- [Passage]:
That's 6.0 Ah x 144 V = 0.864 kWh

The capacity of any non-plug-in hybrid battery is so low that you would need dozens of them. Even plug-in hybrids are typically under 20 kWh, so you would need several.


----------



## tmoney (Dec 6, 2018)

Brian 

as far as I can tell those 20kwh 144v batteries are only in 2012+ civics. I know the 05 era had really bad issues with the batteries and most likely because it was those nickel batteries.

What are your thoughts so far Brian? I am almost leaning towards just doing a traditional diesel motor swap and building out the vehicle completely with the camping and expedition portion and letting the EV (mainly battery) technology catch up a bit..

Though I really do love the 3 leaf idea... I might be keeping my eyes out for a few of those!


----------



## brian_ (Feb 7, 2017)

tmoney said:


> as far as I can tell those 20kwh 144v batteries are only in 2012+ civics. I know the 05 era had really bad issues with the batteries and most likely because it was those nickel batteries.


While the first two generations of Honda Civic Hybrid apparently had lots of battery problems, that's not the fault of the NiMH chemistry. Toyota has no problem with NiMH, which it has always used in all non-plug-in Prius variants. Honda made hybrids early, and continues to make them now and then, but Toyota is the master of reliable hybrids. You don't want NiMH for a plug-in vehicle (not enough energy density compared to lithium), but NiMH not working for the Civic is entirely Honda's fault.

Unfortunately, while Honda published reasonable specs for the 2005 Civic hybrid, their promotional machine churned out stupidity for the introduction of the next generation, resulting in this for 2013 specs:


> *Lithium-Ion (Li-Ion) Battery*
> *Output (kW)* 20
> *Voltage	*144
> *Volume (Liters)	*16
> *Weight (lbs)	*48.5


They switched from NiMH to some lithium chemistry, and wanted to promote the increased *power* rating (up by 5 kW to 20 kW, so the previous NiMH battery must have been limited to 15 kW output), but as I mentioned earlier (with emphasis on the key concepts)...


brian_ said:


> A non-plug-in hybrid has a small battery; in this case, I think it is a battery with *20 kW output power* rating (to support the 23 hp motor), but the *energy capacity* will only sustain that for a few minutes at the most... it is likely closer to 1 kWh than 20 kWh energy capacity.
> 
> Honda specs for a 2005 Civic hybrid show
> 
> ...


The 2012+ lithium battery capacity is not specified in the promotional material or owner information from Honda, but the volume (16 litres) and mass (48.5 pounds) are consistent with a few kilowatt-hours (they're about the same as a single Tesla Model S/X module). In lithium chemistry it will have higher energy storage capacity than the same size of NiMH battery, or the previous Civic battery, but not much higher power output... and certainly not 20 kWh in that volume or mass.

- [Supplied records]:
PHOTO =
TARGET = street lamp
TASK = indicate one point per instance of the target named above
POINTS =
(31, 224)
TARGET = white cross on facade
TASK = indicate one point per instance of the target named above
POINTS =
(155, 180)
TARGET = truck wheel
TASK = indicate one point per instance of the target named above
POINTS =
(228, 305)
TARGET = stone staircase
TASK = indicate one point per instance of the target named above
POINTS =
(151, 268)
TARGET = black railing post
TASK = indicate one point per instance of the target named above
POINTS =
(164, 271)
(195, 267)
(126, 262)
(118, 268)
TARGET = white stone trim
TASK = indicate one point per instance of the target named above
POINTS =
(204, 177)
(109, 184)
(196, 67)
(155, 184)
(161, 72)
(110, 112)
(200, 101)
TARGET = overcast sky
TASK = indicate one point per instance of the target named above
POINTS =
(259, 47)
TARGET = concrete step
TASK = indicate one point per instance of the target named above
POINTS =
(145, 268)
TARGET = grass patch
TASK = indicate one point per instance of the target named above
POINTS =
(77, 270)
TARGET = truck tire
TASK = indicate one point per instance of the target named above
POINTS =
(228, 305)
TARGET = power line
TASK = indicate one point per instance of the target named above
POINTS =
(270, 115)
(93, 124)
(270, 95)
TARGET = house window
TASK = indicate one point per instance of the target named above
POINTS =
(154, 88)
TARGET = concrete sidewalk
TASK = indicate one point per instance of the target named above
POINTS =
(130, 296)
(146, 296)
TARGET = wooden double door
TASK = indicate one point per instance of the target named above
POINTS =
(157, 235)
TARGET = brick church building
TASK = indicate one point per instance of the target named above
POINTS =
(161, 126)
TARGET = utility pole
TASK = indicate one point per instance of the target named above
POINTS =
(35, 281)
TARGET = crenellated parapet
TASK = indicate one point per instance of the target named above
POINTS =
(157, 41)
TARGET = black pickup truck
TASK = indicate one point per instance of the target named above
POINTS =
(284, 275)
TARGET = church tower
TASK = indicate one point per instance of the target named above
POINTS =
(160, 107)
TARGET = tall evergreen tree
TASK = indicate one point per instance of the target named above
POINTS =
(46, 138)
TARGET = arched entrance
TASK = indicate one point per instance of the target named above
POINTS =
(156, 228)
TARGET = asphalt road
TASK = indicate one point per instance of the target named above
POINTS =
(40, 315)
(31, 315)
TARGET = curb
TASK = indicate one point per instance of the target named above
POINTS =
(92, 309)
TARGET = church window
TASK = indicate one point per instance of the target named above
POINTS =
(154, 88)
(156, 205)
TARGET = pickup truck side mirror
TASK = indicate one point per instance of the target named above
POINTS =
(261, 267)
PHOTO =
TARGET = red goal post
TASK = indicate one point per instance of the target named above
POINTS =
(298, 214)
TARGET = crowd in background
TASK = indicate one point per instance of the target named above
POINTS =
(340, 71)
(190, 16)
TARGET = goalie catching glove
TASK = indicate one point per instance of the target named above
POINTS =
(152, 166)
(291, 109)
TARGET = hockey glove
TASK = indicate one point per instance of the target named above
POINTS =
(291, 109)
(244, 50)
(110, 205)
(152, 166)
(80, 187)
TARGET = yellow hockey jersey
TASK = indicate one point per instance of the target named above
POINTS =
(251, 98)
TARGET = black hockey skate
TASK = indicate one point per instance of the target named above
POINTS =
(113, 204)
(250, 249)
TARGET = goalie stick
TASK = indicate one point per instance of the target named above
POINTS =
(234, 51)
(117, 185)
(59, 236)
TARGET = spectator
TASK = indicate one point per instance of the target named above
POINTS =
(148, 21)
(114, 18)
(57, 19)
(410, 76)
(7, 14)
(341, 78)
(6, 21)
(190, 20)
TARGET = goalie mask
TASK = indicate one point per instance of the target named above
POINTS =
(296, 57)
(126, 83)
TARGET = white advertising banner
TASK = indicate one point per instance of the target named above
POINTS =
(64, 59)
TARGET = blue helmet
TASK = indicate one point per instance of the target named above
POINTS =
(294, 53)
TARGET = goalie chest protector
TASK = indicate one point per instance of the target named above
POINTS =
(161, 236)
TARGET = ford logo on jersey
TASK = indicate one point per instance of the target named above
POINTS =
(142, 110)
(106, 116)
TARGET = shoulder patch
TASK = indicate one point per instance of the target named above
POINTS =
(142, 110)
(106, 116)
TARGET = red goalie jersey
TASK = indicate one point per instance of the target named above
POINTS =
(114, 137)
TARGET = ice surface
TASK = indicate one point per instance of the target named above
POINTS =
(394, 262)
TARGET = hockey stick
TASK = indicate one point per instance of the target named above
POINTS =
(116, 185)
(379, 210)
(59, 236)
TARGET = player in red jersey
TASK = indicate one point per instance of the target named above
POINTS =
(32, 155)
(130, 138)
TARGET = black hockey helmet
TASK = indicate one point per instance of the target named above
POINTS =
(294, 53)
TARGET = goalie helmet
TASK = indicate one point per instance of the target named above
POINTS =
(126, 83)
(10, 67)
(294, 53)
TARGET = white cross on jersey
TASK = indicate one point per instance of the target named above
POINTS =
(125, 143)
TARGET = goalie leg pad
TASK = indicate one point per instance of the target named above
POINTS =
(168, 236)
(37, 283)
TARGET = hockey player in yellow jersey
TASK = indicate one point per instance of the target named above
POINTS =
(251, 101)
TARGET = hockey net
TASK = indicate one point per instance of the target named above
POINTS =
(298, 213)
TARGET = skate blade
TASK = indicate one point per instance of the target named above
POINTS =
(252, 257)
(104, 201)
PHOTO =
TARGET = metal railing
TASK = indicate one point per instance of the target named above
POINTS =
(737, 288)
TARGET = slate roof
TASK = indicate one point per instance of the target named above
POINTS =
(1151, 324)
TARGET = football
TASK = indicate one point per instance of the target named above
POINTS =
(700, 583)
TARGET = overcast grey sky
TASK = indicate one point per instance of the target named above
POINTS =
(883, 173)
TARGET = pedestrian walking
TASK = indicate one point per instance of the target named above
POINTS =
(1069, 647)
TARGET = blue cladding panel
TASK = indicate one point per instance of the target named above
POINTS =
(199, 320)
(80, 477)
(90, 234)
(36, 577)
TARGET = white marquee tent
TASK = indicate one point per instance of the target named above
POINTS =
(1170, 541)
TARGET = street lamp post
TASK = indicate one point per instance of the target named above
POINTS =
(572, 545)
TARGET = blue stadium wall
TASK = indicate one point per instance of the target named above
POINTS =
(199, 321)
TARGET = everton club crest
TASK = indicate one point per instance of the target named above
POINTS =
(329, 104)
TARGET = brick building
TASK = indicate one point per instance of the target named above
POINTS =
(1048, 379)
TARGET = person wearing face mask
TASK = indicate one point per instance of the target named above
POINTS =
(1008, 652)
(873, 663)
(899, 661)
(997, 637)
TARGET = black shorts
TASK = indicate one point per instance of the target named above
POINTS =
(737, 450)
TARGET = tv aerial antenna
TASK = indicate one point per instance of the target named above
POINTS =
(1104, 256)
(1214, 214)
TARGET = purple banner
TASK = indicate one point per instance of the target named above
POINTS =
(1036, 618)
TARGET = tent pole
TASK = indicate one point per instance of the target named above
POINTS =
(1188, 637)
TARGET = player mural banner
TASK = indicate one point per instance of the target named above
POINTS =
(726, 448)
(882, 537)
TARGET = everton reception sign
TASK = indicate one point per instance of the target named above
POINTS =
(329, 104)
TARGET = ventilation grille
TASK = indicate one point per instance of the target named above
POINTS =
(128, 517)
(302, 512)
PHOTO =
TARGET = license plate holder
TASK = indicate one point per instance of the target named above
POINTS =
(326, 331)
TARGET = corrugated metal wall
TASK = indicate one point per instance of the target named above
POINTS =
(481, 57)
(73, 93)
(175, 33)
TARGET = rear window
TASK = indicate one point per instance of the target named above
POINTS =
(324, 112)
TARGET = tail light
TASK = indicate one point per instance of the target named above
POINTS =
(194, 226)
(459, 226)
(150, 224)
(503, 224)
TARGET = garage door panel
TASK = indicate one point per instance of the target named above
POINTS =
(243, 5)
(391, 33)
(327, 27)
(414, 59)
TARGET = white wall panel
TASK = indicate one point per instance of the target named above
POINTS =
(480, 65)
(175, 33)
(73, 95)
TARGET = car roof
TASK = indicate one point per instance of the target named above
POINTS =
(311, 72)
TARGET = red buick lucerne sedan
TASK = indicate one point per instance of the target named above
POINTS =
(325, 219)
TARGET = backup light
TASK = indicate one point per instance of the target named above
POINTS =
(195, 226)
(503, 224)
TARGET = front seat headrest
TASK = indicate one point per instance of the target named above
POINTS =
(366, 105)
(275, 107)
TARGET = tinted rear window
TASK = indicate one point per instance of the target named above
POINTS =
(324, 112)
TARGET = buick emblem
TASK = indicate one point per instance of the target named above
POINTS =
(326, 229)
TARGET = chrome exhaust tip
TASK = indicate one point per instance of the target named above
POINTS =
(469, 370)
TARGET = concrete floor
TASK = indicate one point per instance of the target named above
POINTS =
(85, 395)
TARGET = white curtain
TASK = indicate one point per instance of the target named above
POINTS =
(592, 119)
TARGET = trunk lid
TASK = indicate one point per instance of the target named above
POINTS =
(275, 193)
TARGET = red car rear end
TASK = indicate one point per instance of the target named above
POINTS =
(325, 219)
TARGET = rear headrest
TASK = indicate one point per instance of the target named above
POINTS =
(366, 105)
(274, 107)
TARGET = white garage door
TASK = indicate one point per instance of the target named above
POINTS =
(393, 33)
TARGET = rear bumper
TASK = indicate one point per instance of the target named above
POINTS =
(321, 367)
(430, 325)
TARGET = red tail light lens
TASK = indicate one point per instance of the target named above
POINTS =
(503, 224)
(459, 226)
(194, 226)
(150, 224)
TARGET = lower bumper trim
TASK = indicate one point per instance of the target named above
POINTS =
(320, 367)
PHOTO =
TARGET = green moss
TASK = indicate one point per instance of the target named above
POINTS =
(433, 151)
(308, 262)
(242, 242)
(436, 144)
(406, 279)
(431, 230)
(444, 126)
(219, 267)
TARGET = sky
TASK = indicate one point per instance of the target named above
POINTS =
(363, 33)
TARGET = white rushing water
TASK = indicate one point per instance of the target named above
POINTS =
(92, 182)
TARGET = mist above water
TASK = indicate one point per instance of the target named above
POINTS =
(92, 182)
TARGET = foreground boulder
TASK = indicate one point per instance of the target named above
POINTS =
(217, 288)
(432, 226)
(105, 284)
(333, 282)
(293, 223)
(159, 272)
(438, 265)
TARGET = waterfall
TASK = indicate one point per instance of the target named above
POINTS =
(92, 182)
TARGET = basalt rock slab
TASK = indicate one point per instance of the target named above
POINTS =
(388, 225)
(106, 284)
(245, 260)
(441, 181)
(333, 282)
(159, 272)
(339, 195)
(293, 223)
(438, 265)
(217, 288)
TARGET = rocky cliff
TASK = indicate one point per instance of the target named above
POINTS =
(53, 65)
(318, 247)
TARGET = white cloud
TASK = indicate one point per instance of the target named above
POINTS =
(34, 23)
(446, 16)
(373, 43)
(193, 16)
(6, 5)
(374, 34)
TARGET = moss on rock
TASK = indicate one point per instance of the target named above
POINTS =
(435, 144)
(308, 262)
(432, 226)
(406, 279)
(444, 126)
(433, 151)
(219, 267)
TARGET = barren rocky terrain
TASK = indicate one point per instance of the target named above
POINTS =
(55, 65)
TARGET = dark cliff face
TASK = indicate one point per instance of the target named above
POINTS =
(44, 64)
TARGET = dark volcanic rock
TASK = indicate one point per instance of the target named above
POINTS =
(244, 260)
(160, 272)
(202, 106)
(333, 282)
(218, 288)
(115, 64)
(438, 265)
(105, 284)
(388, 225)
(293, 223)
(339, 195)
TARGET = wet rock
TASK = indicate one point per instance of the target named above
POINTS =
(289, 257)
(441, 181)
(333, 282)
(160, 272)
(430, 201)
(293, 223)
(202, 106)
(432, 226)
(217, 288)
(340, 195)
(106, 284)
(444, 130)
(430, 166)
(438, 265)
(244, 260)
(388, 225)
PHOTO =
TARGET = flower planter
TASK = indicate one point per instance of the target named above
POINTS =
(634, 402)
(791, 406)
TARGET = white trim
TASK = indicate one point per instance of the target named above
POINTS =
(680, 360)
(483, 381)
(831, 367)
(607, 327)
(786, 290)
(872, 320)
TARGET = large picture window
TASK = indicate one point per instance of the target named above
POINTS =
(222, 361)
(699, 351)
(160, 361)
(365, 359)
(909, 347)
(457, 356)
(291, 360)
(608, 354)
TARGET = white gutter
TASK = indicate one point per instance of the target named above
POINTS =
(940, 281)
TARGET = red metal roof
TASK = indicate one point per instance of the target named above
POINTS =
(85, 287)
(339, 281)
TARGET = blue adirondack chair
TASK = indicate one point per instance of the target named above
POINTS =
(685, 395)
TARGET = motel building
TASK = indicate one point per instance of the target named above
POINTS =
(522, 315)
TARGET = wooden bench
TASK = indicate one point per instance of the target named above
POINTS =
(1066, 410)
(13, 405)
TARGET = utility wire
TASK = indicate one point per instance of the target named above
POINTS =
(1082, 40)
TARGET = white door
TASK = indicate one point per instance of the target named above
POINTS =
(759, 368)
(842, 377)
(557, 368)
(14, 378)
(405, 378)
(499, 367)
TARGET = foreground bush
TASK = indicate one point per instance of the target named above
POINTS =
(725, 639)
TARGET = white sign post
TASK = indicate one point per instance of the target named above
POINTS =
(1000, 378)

- [Required tasks]:
**A.** In the forum thread on hybrid batteries, rewrite the paragraph that begins "While the first two generations of Honda Civic Hybrid" as a short bulleted list that keeps its main facts.
**B.** From the forum thread, extract the stretch from "## brian_ (Feb" through "entirely Honda's fault.".

- [Answers per task]:
**A.**
- The first two generations of the Honda Civic Hybrid apparently had many battery problems, but the NiMH chemistry was not the cause.
- Toyota has had no problem with NiMH and has always used it in all non-plug-in Prius variants.
- Honda made hybrids early and still makes them now and then, but Toyota is the master of reliable hybrids.
- NiMH is not suited to a plug-in vehicle because its energy density is too low compared to lithium.
- NiMH not working for the Civic is entirely Honda's fault.

**B.**
## brian_ (Feb 7, 2017)

tmoney said:


> as far as I can tell those 20kwh 144v batteries are only in 2012+ civics. I know the 05 era had really bad issues with the batteries and most likely because it was those nickel batteries.


While the first two generations of Honda Civic Hybrid apparently had lots of battery problems, that's not the fault of the NiMH chemistry. Toyota has no problem with NiMH, which it has always used in all non-plug-in Prius variants. Honda made hybrids early, and continues to make them now and then, but Toyota is the master of reliable hybrids. You don't want NiMH for a plug-in vehicle (not enough energy density compared to lithium), but NiMH not working for the Civic is entirely Honda's fault.